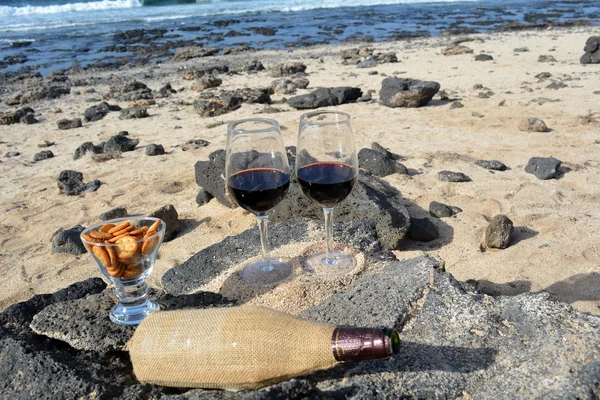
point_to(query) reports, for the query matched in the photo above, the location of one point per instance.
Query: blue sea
(68, 33)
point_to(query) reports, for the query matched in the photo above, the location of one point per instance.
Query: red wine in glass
(259, 190)
(327, 183)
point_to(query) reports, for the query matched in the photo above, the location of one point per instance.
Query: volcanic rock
(396, 92)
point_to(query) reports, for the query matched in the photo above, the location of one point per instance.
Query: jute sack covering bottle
(245, 347)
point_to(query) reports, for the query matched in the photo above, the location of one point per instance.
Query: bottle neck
(359, 344)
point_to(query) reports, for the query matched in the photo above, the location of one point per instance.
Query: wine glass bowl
(125, 249)
(258, 178)
(327, 171)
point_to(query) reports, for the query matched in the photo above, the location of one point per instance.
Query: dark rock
(87, 147)
(44, 93)
(456, 50)
(441, 210)
(68, 241)
(543, 168)
(28, 119)
(43, 155)
(491, 164)
(169, 215)
(207, 82)
(396, 92)
(483, 57)
(377, 147)
(155, 149)
(120, 143)
(212, 105)
(71, 183)
(194, 144)
(422, 230)
(202, 267)
(532, 125)
(166, 91)
(556, 85)
(287, 69)
(65, 124)
(117, 212)
(187, 53)
(449, 176)
(378, 164)
(203, 197)
(325, 97)
(498, 232)
(134, 112)
(96, 113)
(546, 58)
(288, 86)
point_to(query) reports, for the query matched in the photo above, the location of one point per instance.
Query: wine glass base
(267, 271)
(339, 263)
(132, 315)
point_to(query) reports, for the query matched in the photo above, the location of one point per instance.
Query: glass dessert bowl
(125, 249)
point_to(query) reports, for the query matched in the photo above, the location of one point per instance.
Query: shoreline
(552, 251)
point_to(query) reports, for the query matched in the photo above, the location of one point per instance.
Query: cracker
(119, 227)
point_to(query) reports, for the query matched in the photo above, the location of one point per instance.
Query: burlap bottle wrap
(228, 348)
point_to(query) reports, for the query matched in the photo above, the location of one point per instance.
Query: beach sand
(556, 244)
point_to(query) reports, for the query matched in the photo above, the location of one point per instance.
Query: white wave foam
(6, 11)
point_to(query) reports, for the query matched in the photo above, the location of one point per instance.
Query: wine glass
(258, 178)
(126, 250)
(327, 170)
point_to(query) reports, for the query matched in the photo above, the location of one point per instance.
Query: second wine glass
(258, 178)
(327, 170)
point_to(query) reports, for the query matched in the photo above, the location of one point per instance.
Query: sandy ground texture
(556, 246)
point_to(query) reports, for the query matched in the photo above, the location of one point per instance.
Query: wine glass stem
(328, 234)
(263, 221)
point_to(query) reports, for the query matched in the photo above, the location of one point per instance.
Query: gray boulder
(120, 143)
(169, 215)
(396, 92)
(491, 164)
(543, 168)
(68, 241)
(65, 124)
(498, 232)
(449, 176)
(325, 97)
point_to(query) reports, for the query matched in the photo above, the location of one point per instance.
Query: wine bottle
(245, 347)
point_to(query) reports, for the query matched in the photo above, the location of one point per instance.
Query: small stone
(203, 197)
(422, 230)
(194, 144)
(65, 124)
(441, 210)
(498, 232)
(449, 176)
(155, 149)
(491, 164)
(543, 168)
(483, 57)
(43, 155)
(532, 125)
(546, 58)
(117, 212)
(68, 241)
(120, 143)
(134, 112)
(169, 215)
(29, 119)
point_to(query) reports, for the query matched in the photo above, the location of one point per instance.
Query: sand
(557, 240)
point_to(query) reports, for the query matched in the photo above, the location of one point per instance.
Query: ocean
(46, 35)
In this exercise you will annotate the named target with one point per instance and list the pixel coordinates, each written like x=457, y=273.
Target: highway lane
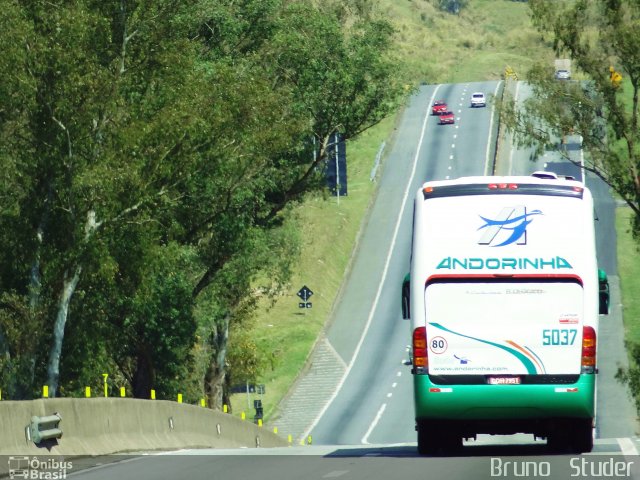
x=374, y=403
x=363, y=463
x=616, y=416
x=367, y=429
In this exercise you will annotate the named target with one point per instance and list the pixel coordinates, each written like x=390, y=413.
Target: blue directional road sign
x=305, y=293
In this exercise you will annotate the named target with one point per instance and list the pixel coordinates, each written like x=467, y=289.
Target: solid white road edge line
x=382, y=280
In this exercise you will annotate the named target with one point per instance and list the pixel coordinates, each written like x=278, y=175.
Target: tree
x=597, y=36
x=146, y=138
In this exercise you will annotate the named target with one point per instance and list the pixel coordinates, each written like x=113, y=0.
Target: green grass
x=629, y=272
x=284, y=332
x=434, y=47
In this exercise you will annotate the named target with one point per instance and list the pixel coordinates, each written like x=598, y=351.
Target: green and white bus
x=504, y=295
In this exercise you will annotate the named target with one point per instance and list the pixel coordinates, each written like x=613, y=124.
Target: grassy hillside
x=434, y=47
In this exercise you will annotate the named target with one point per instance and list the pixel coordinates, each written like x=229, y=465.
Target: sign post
x=305, y=293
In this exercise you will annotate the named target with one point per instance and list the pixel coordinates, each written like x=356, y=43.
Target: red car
x=447, y=117
x=438, y=107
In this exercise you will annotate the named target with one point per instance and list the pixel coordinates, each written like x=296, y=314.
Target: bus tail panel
x=487, y=402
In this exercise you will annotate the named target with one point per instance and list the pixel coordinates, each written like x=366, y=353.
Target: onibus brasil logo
x=510, y=226
x=38, y=468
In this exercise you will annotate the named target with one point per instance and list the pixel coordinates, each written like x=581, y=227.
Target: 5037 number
x=559, y=336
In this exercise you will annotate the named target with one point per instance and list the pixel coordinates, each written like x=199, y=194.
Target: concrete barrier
x=101, y=426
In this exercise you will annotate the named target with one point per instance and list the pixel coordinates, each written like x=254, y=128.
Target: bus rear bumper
x=494, y=403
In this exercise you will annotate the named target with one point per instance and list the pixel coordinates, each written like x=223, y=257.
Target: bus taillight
x=420, y=360
x=588, y=363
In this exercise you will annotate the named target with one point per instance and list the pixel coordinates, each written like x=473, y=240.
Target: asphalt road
x=373, y=404
x=367, y=428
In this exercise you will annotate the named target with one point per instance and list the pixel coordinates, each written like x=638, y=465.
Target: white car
x=478, y=100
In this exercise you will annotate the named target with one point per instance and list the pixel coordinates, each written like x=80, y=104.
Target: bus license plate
x=504, y=380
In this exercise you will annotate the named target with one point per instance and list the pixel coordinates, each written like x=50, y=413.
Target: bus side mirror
x=406, y=297
x=603, y=293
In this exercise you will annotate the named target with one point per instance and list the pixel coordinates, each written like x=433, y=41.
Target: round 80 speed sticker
x=438, y=345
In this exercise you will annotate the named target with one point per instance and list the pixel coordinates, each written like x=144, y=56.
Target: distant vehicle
x=447, y=117
x=478, y=100
x=504, y=310
x=438, y=107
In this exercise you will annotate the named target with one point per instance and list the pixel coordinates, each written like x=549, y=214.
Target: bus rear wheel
x=572, y=436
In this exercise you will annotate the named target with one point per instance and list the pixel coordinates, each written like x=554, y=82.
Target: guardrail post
x=45, y=428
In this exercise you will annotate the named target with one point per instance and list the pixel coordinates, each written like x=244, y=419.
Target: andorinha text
x=495, y=263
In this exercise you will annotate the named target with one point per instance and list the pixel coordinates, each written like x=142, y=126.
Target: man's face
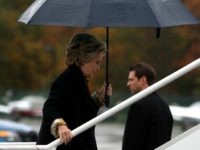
x=134, y=84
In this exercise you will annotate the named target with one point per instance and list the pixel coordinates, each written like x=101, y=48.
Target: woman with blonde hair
x=70, y=103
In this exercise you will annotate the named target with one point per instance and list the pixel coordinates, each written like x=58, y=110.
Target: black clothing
x=149, y=124
x=70, y=99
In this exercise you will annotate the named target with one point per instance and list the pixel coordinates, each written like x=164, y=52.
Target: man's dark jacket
x=149, y=124
x=70, y=99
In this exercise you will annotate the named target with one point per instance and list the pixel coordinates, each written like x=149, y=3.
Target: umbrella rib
x=89, y=14
x=28, y=14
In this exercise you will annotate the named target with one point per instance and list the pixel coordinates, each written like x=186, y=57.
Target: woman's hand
x=64, y=134
x=101, y=93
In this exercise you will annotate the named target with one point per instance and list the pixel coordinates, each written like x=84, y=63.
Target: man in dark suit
x=149, y=123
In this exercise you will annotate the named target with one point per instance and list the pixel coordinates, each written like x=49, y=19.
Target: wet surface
x=108, y=135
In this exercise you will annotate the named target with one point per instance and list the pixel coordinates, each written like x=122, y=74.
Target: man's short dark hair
x=144, y=69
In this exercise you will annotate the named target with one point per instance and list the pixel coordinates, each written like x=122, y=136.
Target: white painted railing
x=108, y=113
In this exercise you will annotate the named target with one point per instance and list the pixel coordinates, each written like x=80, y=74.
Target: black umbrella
x=108, y=13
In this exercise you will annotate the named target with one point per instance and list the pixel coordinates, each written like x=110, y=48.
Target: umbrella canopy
x=108, y=13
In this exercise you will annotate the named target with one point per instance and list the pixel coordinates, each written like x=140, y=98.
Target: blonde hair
x=82, y=48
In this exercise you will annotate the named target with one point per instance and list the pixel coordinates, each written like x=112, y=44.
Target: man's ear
x=143, y=79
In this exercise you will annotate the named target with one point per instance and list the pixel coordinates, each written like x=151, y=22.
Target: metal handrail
x=111, y=111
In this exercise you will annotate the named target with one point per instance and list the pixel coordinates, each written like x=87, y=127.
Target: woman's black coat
x=149, y=124
x=70, y=99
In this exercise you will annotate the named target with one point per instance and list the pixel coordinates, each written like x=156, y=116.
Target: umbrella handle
x=107, y=97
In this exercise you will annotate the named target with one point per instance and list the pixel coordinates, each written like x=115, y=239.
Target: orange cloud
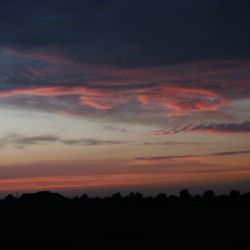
x=176, y=100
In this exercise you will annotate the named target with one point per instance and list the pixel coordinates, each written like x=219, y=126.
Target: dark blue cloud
x=129, y=33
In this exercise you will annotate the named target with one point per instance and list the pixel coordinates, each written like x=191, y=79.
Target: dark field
x=49, y=221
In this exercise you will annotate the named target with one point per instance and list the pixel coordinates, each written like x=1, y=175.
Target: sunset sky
x=102, y=96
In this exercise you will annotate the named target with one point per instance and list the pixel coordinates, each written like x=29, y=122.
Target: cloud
x=173, y=143
x=22, y=141
x=212, y=128
x=128, y=33
x=173, y=157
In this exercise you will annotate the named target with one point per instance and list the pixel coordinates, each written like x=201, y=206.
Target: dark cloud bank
x=128, y=33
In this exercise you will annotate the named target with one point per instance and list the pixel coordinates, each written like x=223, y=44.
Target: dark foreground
x=50, y=221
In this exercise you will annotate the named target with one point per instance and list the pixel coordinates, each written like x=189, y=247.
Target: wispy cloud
x=170, y=157
x=173, y=143
x=212, y=128
x=22, y=141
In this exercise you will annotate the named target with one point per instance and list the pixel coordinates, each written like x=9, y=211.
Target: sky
x=102, y=96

* WHAT TO PRODUCE *
Above are the lines; repeat exactly the ones from the line containing "like x=554, y=82." down to the line containing "like x=244, y=419.", both inclusive.

* EXERCISE OUTPUT *
In this exercise you will annotate the named target with one point per instance and list the pixel coordinates, each written like x=554, y=82.
Target: guardrail post
x=45, y=428
In this exercise you will annotate the named target with one point per instance and list the pixel coordinates, each written like x=244, y=419.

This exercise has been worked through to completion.